# random!



## Benjy

ho there! une petite question.. dans la langue courrante (je parle de l'anglais là) il y a un mot que j'utilise tous le temps.. c'est "random" et je veux savoir si la même idée peut être exprimée/s'utitlise en français..

ie un gars débite une sotise/quelque chose de bizarre/étrange.. 
moi, je dirais "that was pretty random" dans le sens où il aurait pu selectionner cette idée à l'aveuglette (d'une liste de possiblités imaginaire dans sa tête.. tu vois? probablement pas ) 

hmm je ne sais pas si je l'ai bien expliqué mais si on pourrais m'aider ce serait bien sypma


----------



## fetchezlavache

je ne vois pas d'équivalent précis pour l'instant. 




ps do you wish us to correct your post ? there are a few spelling mistakes... but i don't want to seem rude or too brazen.


----------



## Benjy

fetchezlavache said:
			
		

> je ne vois pas d'équivalent précis pour l'instant.
> 
> 
> 
> 
> ps do you wish us to correct your post ? there are a few spelling mistakes... but i don't want to seem rude or too brazen.



go for it.. its one of the things i study at uni so all help is appreciated, esp stylisique changes/grammar faults


----------



## fetchezlavache

no, the style is actually quite good, congrats !!! so is the vocabulary.

-langue cou*r*ante
- tou*t* le temps
- sot*t*ise
- si on pou*v*ait m'aider
- possibilités imaginaire*s*


i'm still bugged though, by the fact that i see what you mean and can't think of any french equivalent, i need backup !! anybody ?


----------



## Benjy

fetchezlavache said:
			
		

> no, the style is actually quite good, congrats !!! so is the vocabulary.

**CONSIGNES**
1. Traduisez en anglais cette phrase de la discussion sur le mot « random » : « je ne vois pas d'équivalent précis pour l'instant. »
2. Prolongez la discussion de forum sur le mot « random » en rédigeant la suite qui vient après la dernière phrase citée.

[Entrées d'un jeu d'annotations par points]
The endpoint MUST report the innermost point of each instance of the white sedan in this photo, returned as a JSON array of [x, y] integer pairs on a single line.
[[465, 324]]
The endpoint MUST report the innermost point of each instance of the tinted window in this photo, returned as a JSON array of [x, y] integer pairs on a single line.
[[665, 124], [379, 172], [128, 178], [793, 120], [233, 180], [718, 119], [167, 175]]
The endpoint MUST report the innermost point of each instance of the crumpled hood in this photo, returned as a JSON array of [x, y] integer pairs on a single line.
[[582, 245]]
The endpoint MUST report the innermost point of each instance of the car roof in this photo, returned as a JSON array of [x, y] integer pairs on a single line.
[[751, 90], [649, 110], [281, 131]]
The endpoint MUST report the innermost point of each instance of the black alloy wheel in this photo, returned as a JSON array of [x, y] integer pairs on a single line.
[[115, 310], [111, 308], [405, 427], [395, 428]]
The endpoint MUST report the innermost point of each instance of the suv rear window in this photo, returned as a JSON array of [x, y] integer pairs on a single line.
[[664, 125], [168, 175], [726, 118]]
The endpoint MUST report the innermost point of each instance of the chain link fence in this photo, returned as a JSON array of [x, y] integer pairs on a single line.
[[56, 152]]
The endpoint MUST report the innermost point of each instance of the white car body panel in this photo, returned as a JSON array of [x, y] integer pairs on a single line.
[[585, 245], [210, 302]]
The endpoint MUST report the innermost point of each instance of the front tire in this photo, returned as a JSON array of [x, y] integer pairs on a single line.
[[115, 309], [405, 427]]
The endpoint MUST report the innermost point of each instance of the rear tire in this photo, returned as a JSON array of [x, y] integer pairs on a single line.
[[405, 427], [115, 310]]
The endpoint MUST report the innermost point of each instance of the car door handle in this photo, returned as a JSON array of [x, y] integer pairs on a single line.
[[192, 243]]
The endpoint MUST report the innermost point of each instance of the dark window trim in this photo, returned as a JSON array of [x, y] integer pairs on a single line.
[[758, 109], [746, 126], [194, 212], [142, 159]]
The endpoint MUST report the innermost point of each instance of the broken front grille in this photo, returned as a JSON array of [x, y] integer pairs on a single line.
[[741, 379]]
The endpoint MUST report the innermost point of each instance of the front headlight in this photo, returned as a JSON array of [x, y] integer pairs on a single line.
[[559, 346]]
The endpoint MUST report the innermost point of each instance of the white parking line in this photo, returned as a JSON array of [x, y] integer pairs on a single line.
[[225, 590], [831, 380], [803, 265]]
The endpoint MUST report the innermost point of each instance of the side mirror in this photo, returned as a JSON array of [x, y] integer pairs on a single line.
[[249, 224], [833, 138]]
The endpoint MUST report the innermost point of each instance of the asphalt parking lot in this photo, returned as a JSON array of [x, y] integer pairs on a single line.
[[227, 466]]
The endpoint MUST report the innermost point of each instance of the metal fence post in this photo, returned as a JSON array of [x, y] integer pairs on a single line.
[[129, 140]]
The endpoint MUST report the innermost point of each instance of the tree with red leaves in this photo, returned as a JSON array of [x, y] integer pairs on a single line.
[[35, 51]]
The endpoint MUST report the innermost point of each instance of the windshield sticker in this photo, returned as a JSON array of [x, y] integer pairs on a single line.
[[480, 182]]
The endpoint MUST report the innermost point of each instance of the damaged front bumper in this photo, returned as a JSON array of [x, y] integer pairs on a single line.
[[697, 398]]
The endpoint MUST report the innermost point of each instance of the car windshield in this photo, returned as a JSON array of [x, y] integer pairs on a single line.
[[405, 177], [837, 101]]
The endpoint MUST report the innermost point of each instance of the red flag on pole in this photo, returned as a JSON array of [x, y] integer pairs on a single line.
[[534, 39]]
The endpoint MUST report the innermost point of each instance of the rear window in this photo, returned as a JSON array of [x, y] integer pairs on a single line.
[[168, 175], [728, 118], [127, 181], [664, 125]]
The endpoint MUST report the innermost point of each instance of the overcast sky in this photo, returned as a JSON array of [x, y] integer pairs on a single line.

**RÉPONSES**
1. I can't think of an exact equivalent for now.

2.
> 
> -langue cou*r*ante
> - tou*t* le temps
> - sot*t*ise
> - si on pou*v*ait m'aider
> - possibilités imaginaire*s*
> 
> 
> i'm still bugged though, by the fact that i see what you mean and can't think of any french equivalent, i need backup !! anybody ?



thanks for the corrections  my french writing really needs some work lol


----------



## fetchezlavache

now now, don't demean yourself, if my english were as good as your french, i'd be more than glad !!!!!


----------



## OlivierG

Benjy said:
			
		

> ho there! une petite question.. dans la langue courrante (je parle de l'anglais là) il y a un mot que j'utilise tous le temps.. c'est "random" et je veux savoir si la même idée peut être exprimée/s'utitlise en français..
> 
> ie un gars débite une sotise/quelque chose de bizarre/étrange..
> moi, je dirais "that was pretty random" dans le sens où il aurait pu selectionner cette idée à l'aveuglette (d'une liste de possiblités imaginaire dans sa tête.. tu vois? probablement pas )
> 
> hmm je ne sais pas si je l'ai bien expliqué mais si on pourrais m'aider ce serait bien sypma


Random= aléatoire, au hasard.
Dans le cas de quelqu'un qui dit quelque chose d'étrange, on dira : "Il raconte n'importe quoi".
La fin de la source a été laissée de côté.